- Provided material:

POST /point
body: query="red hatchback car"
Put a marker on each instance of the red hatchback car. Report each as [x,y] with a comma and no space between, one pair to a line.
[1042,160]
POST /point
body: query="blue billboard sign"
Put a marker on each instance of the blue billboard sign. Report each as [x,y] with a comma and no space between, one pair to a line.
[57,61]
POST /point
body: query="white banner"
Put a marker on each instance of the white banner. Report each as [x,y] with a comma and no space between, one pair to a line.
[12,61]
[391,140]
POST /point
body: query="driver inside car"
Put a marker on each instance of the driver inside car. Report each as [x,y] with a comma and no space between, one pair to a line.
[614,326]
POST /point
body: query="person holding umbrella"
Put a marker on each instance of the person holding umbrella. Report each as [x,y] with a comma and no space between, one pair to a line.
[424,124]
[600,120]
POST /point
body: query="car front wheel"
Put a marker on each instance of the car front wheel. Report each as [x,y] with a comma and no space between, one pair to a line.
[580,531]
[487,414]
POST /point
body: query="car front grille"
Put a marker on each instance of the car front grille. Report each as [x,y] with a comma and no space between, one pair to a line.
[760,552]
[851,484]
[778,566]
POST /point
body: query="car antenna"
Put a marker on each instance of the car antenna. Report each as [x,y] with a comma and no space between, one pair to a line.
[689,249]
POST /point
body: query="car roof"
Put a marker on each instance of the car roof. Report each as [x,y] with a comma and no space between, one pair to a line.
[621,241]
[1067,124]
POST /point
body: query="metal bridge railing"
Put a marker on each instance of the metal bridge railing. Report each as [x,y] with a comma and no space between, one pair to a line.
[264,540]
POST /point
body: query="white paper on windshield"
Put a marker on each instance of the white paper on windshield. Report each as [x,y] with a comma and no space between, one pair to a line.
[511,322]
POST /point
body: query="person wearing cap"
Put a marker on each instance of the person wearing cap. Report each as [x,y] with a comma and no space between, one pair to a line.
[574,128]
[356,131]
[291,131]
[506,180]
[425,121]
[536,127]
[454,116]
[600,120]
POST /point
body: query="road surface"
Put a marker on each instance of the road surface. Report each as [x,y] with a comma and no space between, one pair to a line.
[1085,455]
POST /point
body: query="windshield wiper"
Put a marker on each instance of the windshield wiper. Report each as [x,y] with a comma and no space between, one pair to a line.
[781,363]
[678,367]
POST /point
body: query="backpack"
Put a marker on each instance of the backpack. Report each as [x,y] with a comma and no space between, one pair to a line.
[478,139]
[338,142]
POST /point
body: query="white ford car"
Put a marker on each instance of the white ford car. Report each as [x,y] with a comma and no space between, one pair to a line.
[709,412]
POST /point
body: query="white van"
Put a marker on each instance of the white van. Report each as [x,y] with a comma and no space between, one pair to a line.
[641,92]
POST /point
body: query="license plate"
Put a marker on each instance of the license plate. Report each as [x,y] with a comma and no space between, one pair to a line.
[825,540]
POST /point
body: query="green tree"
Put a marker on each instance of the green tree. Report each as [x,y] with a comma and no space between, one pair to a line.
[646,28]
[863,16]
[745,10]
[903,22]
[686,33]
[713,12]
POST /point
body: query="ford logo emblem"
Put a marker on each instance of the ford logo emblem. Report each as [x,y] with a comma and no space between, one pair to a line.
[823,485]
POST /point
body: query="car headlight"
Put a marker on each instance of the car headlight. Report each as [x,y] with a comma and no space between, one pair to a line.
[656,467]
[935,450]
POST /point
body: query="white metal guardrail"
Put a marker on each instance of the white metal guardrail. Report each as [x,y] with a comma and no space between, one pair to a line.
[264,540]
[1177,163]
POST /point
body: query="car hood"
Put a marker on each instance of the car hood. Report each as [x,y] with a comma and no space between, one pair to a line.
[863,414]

* * *

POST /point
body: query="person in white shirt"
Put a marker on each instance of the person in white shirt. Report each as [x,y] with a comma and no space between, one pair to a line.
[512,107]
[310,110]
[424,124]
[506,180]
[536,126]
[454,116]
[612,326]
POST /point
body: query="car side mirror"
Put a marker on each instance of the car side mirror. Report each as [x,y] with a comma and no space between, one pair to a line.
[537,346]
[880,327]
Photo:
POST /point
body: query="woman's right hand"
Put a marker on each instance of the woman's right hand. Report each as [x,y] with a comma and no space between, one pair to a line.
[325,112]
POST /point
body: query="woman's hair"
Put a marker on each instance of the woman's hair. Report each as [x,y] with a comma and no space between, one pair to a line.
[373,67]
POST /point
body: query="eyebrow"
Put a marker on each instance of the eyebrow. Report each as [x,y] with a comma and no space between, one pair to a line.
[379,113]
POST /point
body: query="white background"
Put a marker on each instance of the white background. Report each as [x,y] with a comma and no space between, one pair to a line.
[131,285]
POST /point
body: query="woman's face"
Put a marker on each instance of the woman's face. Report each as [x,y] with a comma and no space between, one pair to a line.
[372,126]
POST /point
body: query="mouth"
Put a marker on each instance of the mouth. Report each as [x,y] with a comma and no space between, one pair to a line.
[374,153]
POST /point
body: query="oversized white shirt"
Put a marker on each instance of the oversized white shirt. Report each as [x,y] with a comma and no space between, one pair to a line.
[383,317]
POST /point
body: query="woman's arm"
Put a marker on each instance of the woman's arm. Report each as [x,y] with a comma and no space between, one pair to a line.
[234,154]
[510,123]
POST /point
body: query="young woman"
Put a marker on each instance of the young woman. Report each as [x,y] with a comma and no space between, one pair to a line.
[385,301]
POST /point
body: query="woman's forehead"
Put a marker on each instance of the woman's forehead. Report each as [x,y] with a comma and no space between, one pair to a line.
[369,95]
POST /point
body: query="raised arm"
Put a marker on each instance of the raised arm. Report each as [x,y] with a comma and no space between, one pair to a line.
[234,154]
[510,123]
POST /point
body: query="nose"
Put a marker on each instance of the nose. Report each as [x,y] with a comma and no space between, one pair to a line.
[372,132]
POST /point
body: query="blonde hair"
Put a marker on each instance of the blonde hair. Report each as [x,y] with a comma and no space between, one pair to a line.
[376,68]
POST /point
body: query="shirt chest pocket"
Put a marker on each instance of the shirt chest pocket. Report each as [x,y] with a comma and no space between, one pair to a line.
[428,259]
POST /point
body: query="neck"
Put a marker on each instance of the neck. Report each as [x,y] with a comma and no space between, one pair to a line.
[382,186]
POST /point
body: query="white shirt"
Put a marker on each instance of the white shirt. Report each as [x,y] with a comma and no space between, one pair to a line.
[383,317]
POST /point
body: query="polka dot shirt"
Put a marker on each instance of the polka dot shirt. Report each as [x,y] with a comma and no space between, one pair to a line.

- Written task:
Collect every line in the entries above that contains the string "polka", counting only matches with the same capitalization.

- Correct response:
body: query="polka dot shirt"
Put a marker on each instance of the polka dot shirt. Report each as [x,y] with a comma and no space between, one pair to a line.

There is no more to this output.